**What is asked:**
Set down the final stretch of the data, from the line that holds "Please segment every instance of the sink" through the last line, both included, with pictures left out.

**Excerpted data:**

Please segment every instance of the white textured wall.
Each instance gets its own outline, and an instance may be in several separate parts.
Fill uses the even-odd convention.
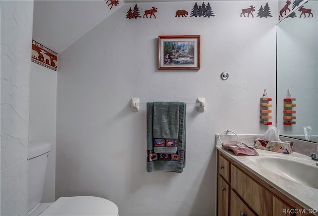
[[[274,17],[256,17],[266,2]],[[141,11],[158,7],[157,18],[151,19],[125,19],[135,3],[124,4],[62,53],[57,197],[104,197],[117,205],[121,216],[215,214],[215,134],[227,129],[264,133],[267,126],[259,123],[264,89],[275,109],[277,5],[210,1],[215,17],[174,17],[178,9],[190,14],[194,2],[138,3]],[[252,4],[255,17],[240,17]],[[201,36],[201,69],[159,70],[158,36],[191,34]],[[226,81],[220,78],[223,71],[230,74]],[[146,172],[146,105],[132,112],[132,97],[188,103],[205,98],[204,112],[187,108],[182,173]]]
[[[33,1],[0,3],[1,215],[26,215]]]
[[[42,202],[55,201],[55,143],[57,72],[31,64],[30,80],[30,142],[51,143]]]

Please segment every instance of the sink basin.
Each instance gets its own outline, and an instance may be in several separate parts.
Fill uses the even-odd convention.
[[[285,158],[262,157],[257,163],[277,175],[303,185],[318,189],[318,166]]]

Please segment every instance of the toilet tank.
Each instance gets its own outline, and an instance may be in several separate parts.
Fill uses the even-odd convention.
[[[28,209],[30,211],[41,203],[44,191],[44,182],[51,143],[30,142],[28,146]]]

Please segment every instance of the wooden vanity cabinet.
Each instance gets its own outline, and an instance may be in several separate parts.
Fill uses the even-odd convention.
[[[218,216],[303,215],[283,214],[304,209],[220,151],[218,158]]]
[[[228,183],[219,175],[218,177],[218,216],[228,216],[229,201],[231,188]]]

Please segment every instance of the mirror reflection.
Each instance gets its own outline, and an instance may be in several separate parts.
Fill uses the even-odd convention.
[[[276,127],[282,135],[318,143],[318,1],[290,15],[277,24]],[[284,108],[288,98],[296,107]]]

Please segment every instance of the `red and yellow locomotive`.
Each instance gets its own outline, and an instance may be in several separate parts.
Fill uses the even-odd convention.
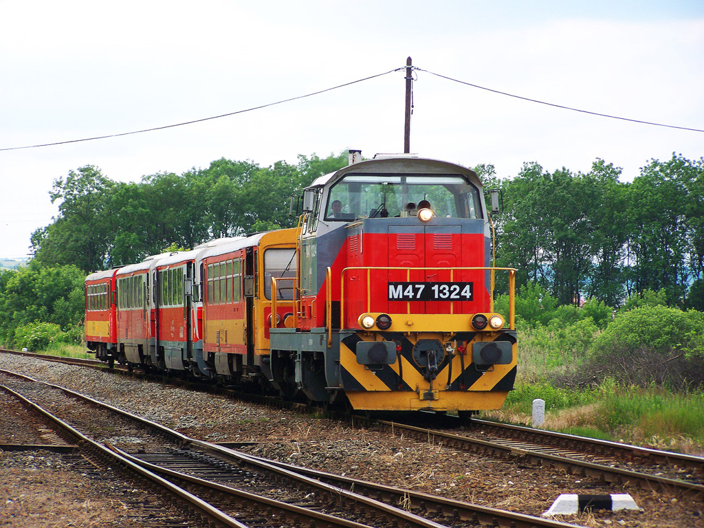
[[[215,241],[118,272],[146,270],[144,294],[127,294],[124,308],[143,308],[142,320],[122,317],[118,306],[115,358],[258,381],[358,410],[500,407],[516,373],[515,270],[491,267],[477,175],[377,156],[318,178],[302,199],[296,229]],[[509,274],[508,321],[494,310],[497,272]],[[130,333],[120,325],[148,318],[150,336],[137,353],[120,342]]]

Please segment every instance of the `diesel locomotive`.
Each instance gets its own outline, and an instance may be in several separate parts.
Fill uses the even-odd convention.
[[[89,275],[88,347],[356,410],[501,407],[516,374],[515,270],[492,266],[476,173],[357,157],[303,190],[296,228]],[[497,273],[508,314],[494,310]]]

**Answer to the exercise:**
Please segment every instance of the sink basin.
Each instance gets its own outline, and an instance may be in several separate parts.
Fill uses the even-odd convention.
[[[285,158],[262,157],[257,163],[277,175],[303,185],[318,189],[318,166]]]

Please segment every instance of the toilet tank.
Each instance gets its own outline, and an instance may be in several separate parts.
Fill uses the even-odd convention.
[[[28,209],[30,211],[41,203],[44,191],[44,182],[51,143],[30,142],[28,146]]]

Please segment every instance of the wooden vanity cabinet.
Each instance gets its own outline, and an instance may be in several separate parts.
Fill uses the even-odd convention.
[[[218,216],[303,215],[283,214],[304,209],[220,151],[218,158]]]
[[[228,183],[219,175],[218,177],[218,216],[228,216],[229,201],[231,188]]]

Please segment every instance of the mirror reflection.
Each instance gets its own outline, and an instance may be in several separate parts.
Fill uses the even-odd convention.
[[[276,127],[282,135],[318,143],[318,1],[290,15],[277,24]],[[284,108],[288,98],[296,107]]]

Please segment every instance of the `red and yellow locomotive`.
Each instance gets its own outline, and an instance may be in several separate parts.
Fill uses the even-odd convention.
[[[215,241],[118,272],[146,270],[144,294],[127,294],[124,308],[143,308],[142,320],[122,317],[118,306],[115,358],[258,381],[358,410],[500,407],[516,373],[515,270],[491,267],[477,175],[377,156],[318,178],[302,199],[296,229]],[[509,274],[508,321],[494,310],[497,272]],[[130,333],[120,325],[148,318],[150,336],[137,353],[120,342]]]

Please segment every instance of the `diesel locomotive`.
Each instance gets its own outline, and an instance may be in several separate parts.
Fill uses the even-odd convention.
[[[89,275],[88,347],[356,410],[501,407],[516,374],[515,270],[492,266],[476,173],[357,157],[303,190],[296,228]],[[497,273],[508,314],[494,310]]]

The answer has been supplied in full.